[START OF Exercise material]
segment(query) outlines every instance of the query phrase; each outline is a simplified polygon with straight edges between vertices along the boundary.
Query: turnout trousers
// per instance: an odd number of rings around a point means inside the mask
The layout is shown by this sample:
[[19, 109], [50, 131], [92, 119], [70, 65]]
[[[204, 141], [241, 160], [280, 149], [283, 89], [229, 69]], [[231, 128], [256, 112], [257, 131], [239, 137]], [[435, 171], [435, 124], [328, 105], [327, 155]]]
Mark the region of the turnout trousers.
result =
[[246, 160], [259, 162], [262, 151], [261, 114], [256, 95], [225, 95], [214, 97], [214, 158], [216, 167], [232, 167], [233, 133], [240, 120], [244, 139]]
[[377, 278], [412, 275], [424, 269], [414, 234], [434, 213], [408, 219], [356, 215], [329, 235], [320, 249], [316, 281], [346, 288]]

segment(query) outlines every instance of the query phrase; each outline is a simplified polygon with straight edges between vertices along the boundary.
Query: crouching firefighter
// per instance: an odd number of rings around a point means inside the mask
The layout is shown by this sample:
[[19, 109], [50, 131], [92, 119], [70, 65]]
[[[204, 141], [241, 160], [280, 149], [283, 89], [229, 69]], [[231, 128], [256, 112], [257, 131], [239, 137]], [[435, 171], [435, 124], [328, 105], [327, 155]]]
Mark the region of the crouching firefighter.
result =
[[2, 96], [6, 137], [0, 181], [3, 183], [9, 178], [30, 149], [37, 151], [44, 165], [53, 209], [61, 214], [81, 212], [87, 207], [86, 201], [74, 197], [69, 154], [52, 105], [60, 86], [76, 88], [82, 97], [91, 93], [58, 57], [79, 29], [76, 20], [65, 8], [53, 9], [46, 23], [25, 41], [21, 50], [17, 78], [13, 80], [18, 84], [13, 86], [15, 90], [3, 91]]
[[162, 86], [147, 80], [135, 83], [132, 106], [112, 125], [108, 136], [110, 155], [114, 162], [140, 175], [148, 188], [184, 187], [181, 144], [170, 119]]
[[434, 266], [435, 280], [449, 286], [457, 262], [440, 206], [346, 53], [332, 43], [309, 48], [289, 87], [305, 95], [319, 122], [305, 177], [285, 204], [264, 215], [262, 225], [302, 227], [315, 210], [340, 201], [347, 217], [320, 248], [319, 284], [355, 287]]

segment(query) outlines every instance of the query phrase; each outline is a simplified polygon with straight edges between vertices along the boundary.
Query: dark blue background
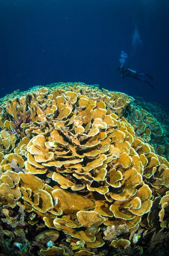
[END OF Exercise material]
■ Short task:
Rewrite all of the data above, swapping each "simplified polygon" for "reduced polygon" and leaving everything else unchanged. Omit the pictures.

■ Written answer:
segment(query) outlines every instance of the query phrase; each outline is a reduced polygon with straight edges between vertices along the boundary.
Query: turnout trousers
// per instance: an odd number of rings around a point means inside the mask
The layout is shown by this sample:
[[19, 109], [50, 131], [92, 119], [70, 65]]
[[[204, 141], [241, 160], [280, 149], [283, 89], [229, 69]], [[231, 128], [256, 112], [257, 131], [239, 137]], [[435, 171], [435, 124], [328, 105], [327, 155]]]
Mark the region of the turnout trousers.
result =
[[246, 160], [259, 162], [262, 151], [261, 114], [256, 95], [225, 95], [214, 97], [214, 158], [216, 167], [232, 167], [233, 133], [240, 120], [244, 139]]
[[377, 278], [412, 275], [424, 269], [414, 234], [434, 213], [408, 219], [356, 215], [329, 235], [320, 249], [316, 281], [346, 288]]

segment(query) outlines every instance of the query phrase; each outline is a reduced polygon with straight edges between vertices along the boundary.
Query: crouching firefighter
// per instance: an odd number of rings around a point means inside the mask
The layout is shown by this sample:
[[19, 109], [50, 131], [92, 119], [70, 65]]
[[[204, 141], [241, 160], [280, 149], [283, 89], [229, 69]], [[231, 128], [256, 112], [257, 131], [239, 137]], [[435, 171], [435, 124], [328, 105], [327, 155]]]
Mark the region of the crouching firefighter.
result =
[[2, 96], [6, 137], [0, 181], [3, 183], [9, 178], [30, 149], [37, 151], [44, 165], [53, 209], [61, 214], [81, 212], [87, 207], [86, 201], [74, 197], [69, 154], [52, 105], [60, 86], [76, 88], [82, 97], [91, 93], [58, 57], [79, 29], [76, 20], [65, 8], [53, 9], [46, 23], [25, 41], [21, 50], [17, 78], [13, 80], [18, 84], [13, 86], [15, 90], [3, 91]]
[[162, 86], [147, 80], [135, 83], [132, 106], [112, 125], [108, 136], [110, 155], [114, 162], [140, 175], [148, 188], [184, 187], [181, 144], [170, 119]]
[[434, 266], [435, 280], [449, 286], [457, 262], [440, 206], [346, 53], [332, 43], [309, 48], [289, 87], [305, 95], [319, 122], [305, 177], [285, 204], [264, 215], [262, 225], [302, 227], [315, 210], [340, 201], [347, 217], [320, 248], [319, 284], [355, 287]]

segment(query) outlines every instance of the query phrase; each outline is a reduced polygon with straight edges between vertices along the boundary.
Query: dark blue background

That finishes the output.